### STORED DATA ###
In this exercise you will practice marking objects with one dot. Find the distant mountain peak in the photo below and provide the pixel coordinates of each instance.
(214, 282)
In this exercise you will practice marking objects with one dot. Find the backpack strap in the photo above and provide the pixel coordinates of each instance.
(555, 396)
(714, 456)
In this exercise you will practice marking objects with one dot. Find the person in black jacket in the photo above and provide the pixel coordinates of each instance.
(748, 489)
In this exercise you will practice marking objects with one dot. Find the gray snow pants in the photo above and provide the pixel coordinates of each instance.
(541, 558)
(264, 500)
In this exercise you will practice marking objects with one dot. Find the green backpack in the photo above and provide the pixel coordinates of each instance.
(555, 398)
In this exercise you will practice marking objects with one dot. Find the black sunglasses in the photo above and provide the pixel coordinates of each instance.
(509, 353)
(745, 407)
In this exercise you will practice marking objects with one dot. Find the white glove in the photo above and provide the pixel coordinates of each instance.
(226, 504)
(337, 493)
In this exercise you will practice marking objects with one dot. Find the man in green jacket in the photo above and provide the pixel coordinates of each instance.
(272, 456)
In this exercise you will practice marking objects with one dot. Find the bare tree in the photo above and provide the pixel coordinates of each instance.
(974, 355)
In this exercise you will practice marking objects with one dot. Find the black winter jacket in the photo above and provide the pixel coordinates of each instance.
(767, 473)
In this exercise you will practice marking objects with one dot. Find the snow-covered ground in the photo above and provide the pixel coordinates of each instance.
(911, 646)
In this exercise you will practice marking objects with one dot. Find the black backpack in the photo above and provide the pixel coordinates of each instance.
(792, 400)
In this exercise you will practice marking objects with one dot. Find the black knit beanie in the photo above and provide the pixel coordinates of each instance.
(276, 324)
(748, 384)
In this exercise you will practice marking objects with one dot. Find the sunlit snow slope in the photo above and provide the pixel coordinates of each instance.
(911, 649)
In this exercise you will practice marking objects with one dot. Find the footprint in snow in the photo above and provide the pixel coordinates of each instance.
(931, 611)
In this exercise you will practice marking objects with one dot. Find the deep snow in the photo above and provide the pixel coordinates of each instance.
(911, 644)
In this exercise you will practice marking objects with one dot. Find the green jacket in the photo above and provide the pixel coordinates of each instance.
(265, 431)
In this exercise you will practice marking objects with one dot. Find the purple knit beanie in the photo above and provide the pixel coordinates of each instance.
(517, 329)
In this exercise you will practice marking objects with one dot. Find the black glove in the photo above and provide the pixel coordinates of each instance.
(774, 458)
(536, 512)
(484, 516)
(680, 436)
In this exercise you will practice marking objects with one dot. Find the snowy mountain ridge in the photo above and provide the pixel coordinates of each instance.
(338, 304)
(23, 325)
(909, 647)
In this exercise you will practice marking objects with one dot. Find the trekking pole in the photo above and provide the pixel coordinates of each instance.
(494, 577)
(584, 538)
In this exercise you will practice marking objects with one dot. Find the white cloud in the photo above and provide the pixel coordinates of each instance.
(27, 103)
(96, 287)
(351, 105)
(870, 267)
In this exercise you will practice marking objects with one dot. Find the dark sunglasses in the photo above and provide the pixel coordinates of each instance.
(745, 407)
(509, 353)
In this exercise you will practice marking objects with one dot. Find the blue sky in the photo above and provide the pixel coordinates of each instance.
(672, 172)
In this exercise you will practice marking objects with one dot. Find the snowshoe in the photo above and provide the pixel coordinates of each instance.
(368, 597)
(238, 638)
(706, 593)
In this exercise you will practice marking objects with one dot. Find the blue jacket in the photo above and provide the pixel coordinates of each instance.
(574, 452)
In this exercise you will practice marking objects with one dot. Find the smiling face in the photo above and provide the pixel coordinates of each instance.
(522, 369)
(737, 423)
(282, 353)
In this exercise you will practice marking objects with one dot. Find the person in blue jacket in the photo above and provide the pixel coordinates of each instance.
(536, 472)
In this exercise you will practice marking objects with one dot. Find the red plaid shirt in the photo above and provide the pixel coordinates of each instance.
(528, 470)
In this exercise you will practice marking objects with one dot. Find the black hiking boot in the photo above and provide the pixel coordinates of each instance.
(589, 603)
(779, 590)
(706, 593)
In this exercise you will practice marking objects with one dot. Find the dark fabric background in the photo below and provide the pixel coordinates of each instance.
###
### STORED DATA ###
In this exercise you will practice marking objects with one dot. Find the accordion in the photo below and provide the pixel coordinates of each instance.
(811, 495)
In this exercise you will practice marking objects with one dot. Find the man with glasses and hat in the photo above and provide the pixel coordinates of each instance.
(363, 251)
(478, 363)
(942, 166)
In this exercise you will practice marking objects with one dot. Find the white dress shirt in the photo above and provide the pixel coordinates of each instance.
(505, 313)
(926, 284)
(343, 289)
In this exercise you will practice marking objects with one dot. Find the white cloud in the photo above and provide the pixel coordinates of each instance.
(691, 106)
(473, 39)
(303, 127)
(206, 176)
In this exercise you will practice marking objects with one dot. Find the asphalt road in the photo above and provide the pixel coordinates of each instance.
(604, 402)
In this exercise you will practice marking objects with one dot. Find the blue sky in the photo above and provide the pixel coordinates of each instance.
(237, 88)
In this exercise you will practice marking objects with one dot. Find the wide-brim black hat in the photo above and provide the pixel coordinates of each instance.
###
● WORK REQUEST
Would you copy, unchanged, the stretch of the records above that begins at the line containing "Find the red" and ends at the line containing "the dark fabric", and only that?

● RESPONSE BELOW
In this exercise you will practice marking objects with one dot. Find the red plaid shirt in the photo above and provide the pixel coordinates of each instance.
(528, 470)
In this exercise you will practice marking objects with one dot. Find the black hiking boot in the photo above and provide the pixel coordinates of each instance.
(589, 603)
(779, 590)
(706, 593)
In this exercise you will practice marking objects with one dot. Find the dark fabric background in the photo below and provide the pixel coordinates of each instance.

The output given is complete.